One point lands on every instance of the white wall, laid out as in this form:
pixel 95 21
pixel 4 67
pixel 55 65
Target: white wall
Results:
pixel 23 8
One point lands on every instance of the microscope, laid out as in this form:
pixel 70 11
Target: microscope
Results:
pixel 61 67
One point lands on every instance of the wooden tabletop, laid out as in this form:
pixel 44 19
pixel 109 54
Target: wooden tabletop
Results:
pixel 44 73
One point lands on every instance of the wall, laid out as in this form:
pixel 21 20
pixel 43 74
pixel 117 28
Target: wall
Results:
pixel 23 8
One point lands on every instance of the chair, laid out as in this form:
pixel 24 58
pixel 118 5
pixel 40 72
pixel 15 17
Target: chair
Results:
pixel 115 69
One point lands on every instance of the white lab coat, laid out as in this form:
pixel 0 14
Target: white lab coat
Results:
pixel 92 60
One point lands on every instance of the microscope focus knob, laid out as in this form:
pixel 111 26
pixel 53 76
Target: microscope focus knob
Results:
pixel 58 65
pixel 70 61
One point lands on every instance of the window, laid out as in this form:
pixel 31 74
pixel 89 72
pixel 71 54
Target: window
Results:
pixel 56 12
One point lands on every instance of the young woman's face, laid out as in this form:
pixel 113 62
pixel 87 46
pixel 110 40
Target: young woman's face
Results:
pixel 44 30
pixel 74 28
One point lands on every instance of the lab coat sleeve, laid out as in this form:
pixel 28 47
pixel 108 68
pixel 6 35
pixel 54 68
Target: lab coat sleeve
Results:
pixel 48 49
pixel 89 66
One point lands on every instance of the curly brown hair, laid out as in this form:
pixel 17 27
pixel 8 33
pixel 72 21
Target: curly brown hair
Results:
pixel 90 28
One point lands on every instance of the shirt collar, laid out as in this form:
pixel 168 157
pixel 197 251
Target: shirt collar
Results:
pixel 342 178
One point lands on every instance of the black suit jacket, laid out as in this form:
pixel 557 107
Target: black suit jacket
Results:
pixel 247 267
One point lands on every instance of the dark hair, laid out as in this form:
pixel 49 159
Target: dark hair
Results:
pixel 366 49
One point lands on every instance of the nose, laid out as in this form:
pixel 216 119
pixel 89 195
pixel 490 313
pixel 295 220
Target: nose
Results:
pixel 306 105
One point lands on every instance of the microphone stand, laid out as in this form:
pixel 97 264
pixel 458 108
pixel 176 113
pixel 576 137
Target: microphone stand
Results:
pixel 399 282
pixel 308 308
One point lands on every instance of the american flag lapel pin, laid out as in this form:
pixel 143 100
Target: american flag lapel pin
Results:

=== Twoje zadanie ===
Przepisz wszystkie rekordy powyżej, zastępując każde „Target” przez „Object”. Reszta ma pozostać bez zmian.

=== Rozwiązanie zadania ===
One point lands on every instance of the white wall, laid out as in this form:
pixel 95 21
pixel 4 67
pixel 55 65
Object: white wall
Results:
pixel 23 8
One point lands on every instance of the microscope, laid out as in this form:
pixel 70 11
Object: microscope
Results:
pixel 61 67
One point lands on every instance of the wooden tabletop, laid out as in this form:
pixel 44 19
pixel 109 54
Object: wooden tabletop
Results:
pixel 44 73
One point lands on every instance of the wall, laid out as in this form:
pixel 21 20
pixel 43 74
pixel 117 28
Object: wall
Results:
pixel 23 8
One point lands on every instance of the chair, laid out as in this form:
pixel 24 58
pixel 118 5
pixel 40 72
pixel 15 17
Object: chair
Results:
pixel 115 69
One point lands on every instance of the white lab coat, laid out as in this form:
pixel 0 14
Object: white lab coat
Results:
pixel 92 60
One point lands on every instance of the microscope focus knob, laid out as in this form:
pixel 111 26
pixel 53 76
Object: microscope focus knob
Results:
pixel 58 65
pixel 70 61
One point lands on every instance of the window, laid out as in this form:
pixel 31 74
pixel 89 72
pixel 71 54
Object: window
Results:
pixel 56 12
One point lands on every instance of the young woman's face, laid out as in this form:
pixel 113 62
pixel 87 46
pixel 110 40
Object: young woman's face
Results:
pixel 44 30
pixel 74 28
One point lands on every instance of the lab coat sleeve, laid out as in this form:
pixel 28 47
pixel 108 68
pixel 6 35
pixel 54 68
Object: lab coat sleeve
Results:
pixel 48 49
pixel 89 66
One point lands on every instance of the curly brown hair, laid out as in this form:
pixel 17 27
pixel 8 33
pixel 72 21
Object: curly brown hair
Results:
pixel 90 28
One point lands on every instance of the shirt collar, laid out as in this form:
pixel 168 157
pixel 197 251
Object: shirt collar
Results:
pixel 342 178
One point lands on every instance of the black suit jacket, laid out as in this form:
pixel 557 107
Object: black suit jacket
Results:
pixel 247 267
One point lands on every instance of the dark hair, laid out as in this form:
pixel 49 159
Object: dark hair
Results:
pixel 366 49
One point lands on every instance of the nose, laid out as in this form:
pixel 216 119
pixel 89 195
pixel 490 313
pixel 295 220
Object: nose
Results:
pixel 306 105
One point lands on every instance of the microphone stand, laid out as in this form:
pixel 97 264
pixel 458 108
pixel 176 113
pixel 576 137
Object: microphone stand
Results:
pixel 399 282
pixel 308 308
One point lands on every instance of the american flag lapel pin, laid out as in this form:
pixel 143 100
Object: american flag lapel pin
Results:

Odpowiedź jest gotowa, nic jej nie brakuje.